Prompt: Find each line in the material below that contains the word "football" and copy those lines.
* begin Dataset excerpts *
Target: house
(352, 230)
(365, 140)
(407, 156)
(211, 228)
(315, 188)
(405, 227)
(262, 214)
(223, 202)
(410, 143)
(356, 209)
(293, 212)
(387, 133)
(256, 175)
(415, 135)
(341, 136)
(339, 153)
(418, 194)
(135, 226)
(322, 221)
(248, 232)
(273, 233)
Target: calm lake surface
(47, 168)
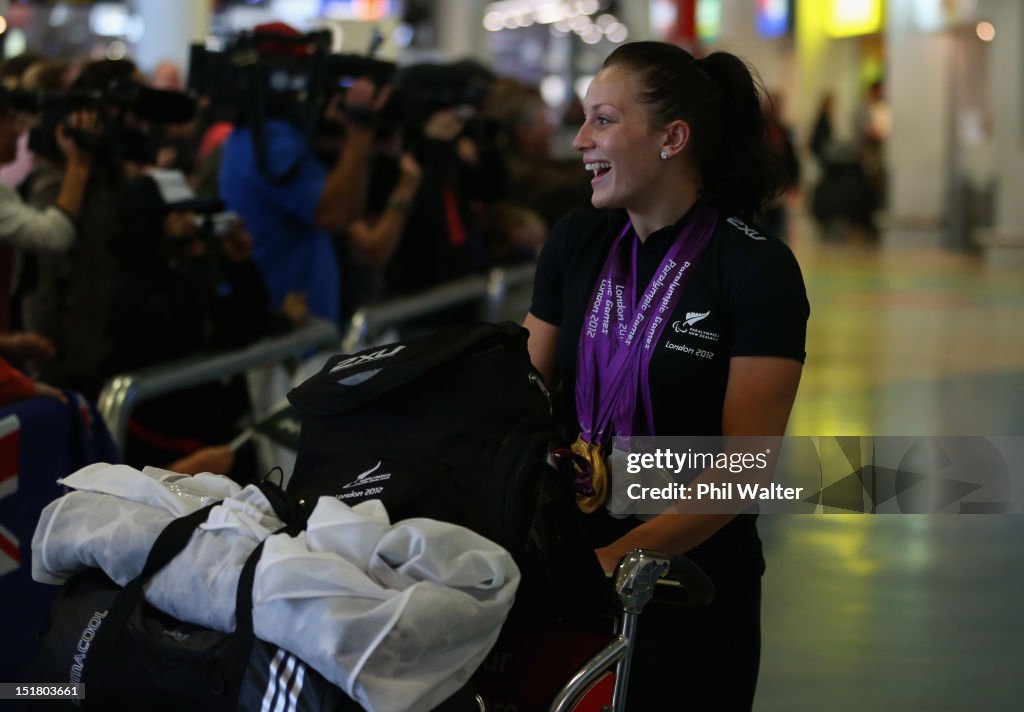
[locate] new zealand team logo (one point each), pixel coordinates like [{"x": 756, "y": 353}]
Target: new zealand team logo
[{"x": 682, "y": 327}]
* end Dataset excerpts *
* begin Dataset excerpts *
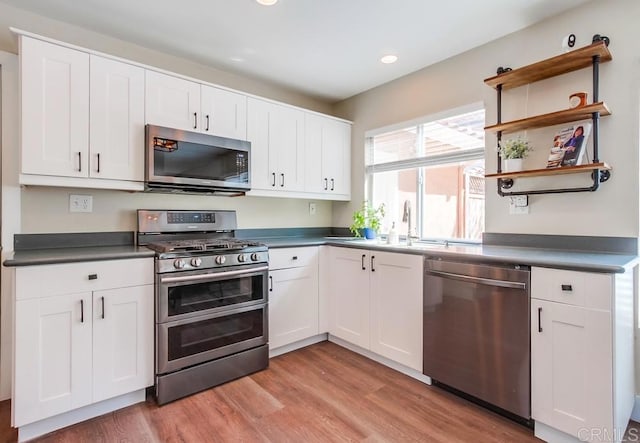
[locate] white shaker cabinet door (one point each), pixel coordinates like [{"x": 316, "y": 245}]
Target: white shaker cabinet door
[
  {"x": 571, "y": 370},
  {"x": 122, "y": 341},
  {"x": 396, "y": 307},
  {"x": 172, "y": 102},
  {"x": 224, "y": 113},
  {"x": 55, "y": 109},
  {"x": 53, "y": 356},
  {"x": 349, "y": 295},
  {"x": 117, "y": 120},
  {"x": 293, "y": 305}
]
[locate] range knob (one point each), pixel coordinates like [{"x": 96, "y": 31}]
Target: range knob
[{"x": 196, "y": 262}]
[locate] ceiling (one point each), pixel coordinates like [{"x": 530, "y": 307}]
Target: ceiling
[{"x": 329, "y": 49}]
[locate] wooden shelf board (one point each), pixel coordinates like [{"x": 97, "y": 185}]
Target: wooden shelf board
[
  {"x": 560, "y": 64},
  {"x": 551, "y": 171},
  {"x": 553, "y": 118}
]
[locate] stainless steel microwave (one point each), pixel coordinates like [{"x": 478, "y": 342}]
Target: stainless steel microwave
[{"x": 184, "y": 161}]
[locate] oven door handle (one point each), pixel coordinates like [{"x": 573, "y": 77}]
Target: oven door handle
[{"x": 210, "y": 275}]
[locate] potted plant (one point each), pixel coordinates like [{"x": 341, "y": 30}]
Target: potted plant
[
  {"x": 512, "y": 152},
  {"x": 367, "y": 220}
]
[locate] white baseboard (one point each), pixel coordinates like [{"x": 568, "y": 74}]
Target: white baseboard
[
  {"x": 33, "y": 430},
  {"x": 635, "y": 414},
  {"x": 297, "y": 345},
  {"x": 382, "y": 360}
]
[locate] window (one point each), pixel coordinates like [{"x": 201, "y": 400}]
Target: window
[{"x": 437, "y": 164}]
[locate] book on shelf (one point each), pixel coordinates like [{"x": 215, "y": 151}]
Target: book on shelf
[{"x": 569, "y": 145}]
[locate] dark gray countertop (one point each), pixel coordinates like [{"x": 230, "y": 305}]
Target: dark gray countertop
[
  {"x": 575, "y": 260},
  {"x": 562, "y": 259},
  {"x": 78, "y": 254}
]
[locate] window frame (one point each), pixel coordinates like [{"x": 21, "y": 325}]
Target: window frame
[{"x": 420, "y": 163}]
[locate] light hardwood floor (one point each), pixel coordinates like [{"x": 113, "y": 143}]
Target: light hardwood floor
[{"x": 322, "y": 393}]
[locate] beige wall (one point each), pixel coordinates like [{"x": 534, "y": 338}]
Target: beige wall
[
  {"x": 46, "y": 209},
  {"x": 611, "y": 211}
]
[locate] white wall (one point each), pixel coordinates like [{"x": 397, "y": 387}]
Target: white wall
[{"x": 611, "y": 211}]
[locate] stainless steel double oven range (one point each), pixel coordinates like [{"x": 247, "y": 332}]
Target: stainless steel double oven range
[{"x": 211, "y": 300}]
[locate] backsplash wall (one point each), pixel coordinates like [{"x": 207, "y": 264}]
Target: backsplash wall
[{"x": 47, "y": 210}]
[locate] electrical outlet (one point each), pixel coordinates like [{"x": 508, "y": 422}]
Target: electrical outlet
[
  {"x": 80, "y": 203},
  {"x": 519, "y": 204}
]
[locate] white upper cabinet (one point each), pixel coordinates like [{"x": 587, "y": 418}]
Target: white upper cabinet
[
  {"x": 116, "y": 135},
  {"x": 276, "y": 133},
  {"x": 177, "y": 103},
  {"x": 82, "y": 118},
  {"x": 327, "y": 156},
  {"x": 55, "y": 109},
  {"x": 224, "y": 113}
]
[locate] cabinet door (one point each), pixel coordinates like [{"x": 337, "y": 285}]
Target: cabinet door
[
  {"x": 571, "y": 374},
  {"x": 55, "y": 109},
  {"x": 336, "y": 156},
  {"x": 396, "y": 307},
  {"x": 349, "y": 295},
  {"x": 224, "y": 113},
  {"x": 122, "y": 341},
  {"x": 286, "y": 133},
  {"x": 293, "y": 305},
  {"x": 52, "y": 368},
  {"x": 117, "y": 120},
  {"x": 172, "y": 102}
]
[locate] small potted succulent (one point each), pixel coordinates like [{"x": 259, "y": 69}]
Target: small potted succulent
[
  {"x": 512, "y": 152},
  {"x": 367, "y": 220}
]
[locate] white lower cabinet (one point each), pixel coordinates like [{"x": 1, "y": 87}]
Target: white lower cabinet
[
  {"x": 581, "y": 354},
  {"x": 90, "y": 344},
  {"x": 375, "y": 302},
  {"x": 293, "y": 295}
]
* end Dataset excerpts *
* begin Dataset excerpts *
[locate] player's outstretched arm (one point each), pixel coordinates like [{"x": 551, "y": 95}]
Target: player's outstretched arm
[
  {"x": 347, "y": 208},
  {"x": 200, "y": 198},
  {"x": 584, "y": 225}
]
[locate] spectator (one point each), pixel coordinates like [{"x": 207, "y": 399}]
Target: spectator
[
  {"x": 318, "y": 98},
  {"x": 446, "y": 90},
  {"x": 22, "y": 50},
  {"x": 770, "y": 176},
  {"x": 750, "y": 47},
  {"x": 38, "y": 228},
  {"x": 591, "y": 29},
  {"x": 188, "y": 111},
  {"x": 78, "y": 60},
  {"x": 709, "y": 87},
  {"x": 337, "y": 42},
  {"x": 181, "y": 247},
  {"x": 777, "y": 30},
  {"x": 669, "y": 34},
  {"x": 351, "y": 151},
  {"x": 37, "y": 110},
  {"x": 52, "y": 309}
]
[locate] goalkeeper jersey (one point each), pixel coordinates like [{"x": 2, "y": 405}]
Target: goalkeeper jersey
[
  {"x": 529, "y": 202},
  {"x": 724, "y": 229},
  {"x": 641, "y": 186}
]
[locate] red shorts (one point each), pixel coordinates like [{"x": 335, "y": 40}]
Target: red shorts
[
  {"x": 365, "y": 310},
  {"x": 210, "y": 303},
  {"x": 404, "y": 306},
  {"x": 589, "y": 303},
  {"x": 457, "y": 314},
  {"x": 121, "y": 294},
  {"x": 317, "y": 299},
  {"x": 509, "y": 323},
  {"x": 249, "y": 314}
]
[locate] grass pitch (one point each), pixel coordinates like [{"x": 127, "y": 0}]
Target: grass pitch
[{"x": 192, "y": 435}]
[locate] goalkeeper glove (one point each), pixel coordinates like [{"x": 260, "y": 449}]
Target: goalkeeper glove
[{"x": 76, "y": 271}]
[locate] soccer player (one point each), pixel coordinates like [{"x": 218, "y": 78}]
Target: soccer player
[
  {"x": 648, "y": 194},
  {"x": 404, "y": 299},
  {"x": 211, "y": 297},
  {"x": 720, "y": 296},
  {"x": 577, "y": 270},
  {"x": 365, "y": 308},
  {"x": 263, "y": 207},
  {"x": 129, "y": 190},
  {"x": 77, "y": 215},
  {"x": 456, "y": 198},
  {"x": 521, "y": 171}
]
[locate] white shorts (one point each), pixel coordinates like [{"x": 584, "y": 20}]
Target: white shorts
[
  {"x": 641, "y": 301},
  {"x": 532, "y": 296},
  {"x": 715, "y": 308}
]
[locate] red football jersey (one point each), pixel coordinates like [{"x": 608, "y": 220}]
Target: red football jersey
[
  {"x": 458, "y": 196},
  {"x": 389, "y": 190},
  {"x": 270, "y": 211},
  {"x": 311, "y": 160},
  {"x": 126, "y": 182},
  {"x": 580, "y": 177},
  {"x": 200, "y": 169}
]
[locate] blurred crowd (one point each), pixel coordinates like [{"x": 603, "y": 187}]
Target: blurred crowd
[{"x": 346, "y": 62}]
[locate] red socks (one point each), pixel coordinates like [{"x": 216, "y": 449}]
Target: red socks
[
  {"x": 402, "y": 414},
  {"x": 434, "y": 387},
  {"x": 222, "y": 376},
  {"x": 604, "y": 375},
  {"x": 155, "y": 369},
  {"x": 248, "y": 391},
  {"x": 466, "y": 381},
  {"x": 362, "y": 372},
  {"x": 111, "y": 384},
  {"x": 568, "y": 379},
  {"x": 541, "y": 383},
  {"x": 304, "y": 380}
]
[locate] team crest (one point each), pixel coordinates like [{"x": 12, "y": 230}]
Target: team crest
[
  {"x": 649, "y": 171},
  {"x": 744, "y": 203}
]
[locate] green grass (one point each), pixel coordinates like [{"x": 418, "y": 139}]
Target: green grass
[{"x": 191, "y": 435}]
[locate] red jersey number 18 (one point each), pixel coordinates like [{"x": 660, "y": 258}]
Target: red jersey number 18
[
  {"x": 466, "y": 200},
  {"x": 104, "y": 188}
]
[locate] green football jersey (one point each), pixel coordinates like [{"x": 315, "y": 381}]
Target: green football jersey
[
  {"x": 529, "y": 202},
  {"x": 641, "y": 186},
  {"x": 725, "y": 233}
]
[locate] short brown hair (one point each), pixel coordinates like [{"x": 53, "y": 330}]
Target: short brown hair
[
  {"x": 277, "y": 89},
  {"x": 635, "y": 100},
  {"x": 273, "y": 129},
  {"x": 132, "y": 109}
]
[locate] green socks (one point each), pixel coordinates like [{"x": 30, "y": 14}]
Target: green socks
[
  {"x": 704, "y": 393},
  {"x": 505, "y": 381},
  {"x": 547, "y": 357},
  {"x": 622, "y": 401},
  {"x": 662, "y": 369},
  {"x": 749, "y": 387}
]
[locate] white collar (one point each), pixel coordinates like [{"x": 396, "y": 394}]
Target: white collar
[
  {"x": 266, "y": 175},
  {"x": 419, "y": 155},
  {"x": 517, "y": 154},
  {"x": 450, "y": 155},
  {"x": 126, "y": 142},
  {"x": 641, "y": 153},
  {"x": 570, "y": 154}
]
* end Dataset excerpts *
Written response:
[locate] red football jersey (one point each), pixel coordinates like [{"x": 608, "y": 220}]
Target: red football jersey
[locate] green football jersey (one point each), pixel coordinates like [{"x": 315, "y": 381}]
Target: green football jersey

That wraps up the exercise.